Work request: Word for word, retype the records below.

Source data:
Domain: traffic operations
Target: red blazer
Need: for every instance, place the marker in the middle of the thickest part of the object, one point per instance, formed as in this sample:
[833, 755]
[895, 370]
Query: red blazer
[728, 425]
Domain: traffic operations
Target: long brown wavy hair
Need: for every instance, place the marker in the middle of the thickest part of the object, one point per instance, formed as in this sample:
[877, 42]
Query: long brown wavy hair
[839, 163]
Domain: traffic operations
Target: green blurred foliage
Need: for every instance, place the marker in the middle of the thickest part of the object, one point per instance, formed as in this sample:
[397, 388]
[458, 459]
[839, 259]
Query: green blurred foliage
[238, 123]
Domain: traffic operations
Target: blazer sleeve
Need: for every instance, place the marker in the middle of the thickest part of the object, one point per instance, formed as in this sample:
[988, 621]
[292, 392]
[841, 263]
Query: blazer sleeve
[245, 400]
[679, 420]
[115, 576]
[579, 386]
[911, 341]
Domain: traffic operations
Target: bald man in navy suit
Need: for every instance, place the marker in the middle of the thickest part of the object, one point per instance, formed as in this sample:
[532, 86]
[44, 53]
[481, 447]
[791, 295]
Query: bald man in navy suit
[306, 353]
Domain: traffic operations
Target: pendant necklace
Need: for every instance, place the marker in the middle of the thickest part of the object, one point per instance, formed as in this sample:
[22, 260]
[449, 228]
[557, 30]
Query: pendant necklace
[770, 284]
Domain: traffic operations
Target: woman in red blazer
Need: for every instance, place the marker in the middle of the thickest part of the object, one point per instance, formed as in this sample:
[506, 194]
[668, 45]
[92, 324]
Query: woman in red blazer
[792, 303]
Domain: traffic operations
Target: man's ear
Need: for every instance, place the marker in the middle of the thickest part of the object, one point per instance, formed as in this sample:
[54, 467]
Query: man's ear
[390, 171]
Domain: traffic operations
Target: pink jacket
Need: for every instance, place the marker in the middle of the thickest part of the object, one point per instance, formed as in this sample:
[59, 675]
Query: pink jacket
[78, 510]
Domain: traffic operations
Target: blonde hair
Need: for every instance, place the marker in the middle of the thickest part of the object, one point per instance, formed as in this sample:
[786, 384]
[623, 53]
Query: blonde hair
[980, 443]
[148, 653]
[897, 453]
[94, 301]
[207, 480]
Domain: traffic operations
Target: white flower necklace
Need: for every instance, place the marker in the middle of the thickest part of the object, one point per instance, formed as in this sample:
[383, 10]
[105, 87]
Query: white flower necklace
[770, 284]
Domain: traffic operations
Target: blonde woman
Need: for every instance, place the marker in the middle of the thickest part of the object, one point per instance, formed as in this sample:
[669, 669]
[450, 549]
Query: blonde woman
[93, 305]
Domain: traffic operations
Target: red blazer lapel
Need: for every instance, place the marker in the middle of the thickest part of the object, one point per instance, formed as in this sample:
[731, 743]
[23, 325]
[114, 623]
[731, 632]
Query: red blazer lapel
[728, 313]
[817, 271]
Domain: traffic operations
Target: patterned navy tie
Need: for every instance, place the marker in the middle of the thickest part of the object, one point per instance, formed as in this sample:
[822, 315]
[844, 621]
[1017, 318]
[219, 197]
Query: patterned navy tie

Solved exercise:
Domain: traffic operations
Target: red blazer
Need: for every instance, place the marker in the middle of the thickest part of the object, one point per instance, formed as in this sample:
[833, 755]
[895, 370]
Query: red blazer
[728, 425]
Domain: traffic operations
Target: long brown wavy hair
Need: for every instance, place the marker in the middle of the thickest part of the object, one point per instance, formed as in this sample:
[877, 42]
Query: long brown wavy hair
[839, 163]
Domain: traffic operations
Target: green blurred foliage
Need: for every instance, place the marker in the middle of the thickest part of the object, one point per instance, formed as in this sample:
[397, 388]
[458, 459]
[839, 259]
Query: green blurred foliage
[238, 123]
Domain: traffic operations
Target: blazer sleeve
Need: for every instance, place the marker in the middle of the thickest part of the object, one point per instance, formed as in this sample:
[988, 621]
[292, 392]
[841, 263]
Query: blazer sleeve
[245, 400]
[679, 420]
[115, 576]
[579, 386]
[911, 341]
Domain: traffic operations
Target: bald man in navy suit
Need: for every instance, place the marker in the middle of the thickest part of the object, one point per instance, formed as in this sample:
[532, 86]
[44, 53]
[481, 447]
[791, 295]
Query: bald man in navy suit
[306, 353]
Domain: traffic operations
Target: pendant necklace
Need: for every instance, place the marker in the middle of the thickest part of the object, one point per instance, formed as in this sample:
[22, 260]
[449, 228]
[557, 30]
Query: pendant necklace
[770, 284]
Domain: traffic operations
Target: woman in red blazer
Need: for every instance, place the marker in the middle of the thickest part of the object, one point per instance, formed as in this sample:
[506, 194]
[668, 45]
[92, 324]
Query: woman in red blazer
[792, 303]
Domain: traffic operations
Target: man's ear
Need: for every instance, place the marker in the middle of the thickest part of the object, one point per instance, formed as in this sample:
[54, 467]
Query: man's ear
[390, 171]
Domain: traffic operations
Target: pink jacket
Need: for every instance, place the marker in the middle of the thickest part of the object, one point per instance, formed as in this sample:
[59, 675]
Query: pink jacket
[78, 510]
Domain: traffic operations
Target: blonde hair
Need: for every instance, place the marker in the middle of the thickest part of the object, one point per instance, formed as in this sample:
[786, 384]
[623, 53]
Query: blonde hair
[980, 443]
[148, 653]
[897, 453]
[94, 301]
[207, 480]
Domain: traffic operations
Target: white flower necklace
Need: for every instance, place the marker in the middle of the thickest part of the object, one point per instance, formed as in this sample:
[383, 10]
[105, 87]
Query: white flower necklace
[770, 284]
Domain: traffic operations
Target: blonde woman
Need: for every instance, place the marker in the middle of the thickest part of the object, one point per instance, formed as in this sample:
[669, 669]
[450, 549]
Query: blonde woman
[93, 305]
Domain: traffic operations
Target: red blazer lapel
Need: for every instance, place the marker in the middle of the thickest part of the object, one point per instance, formed as in this sample:
[731, 743]
[23, 325]
[114, 623]
[731, 632]
Query: red blazer lapel
[728, 313]
[817, 271]
Domain: traffic operations
Target: patterned navy tie
Need: for every instance, place the marker in the middle of the thickest part of the object, one point per instance, formed as in this sample:
[822, 315]
[844, 621]
[1017, 318]
[219, 197]
Query: patterned navy tie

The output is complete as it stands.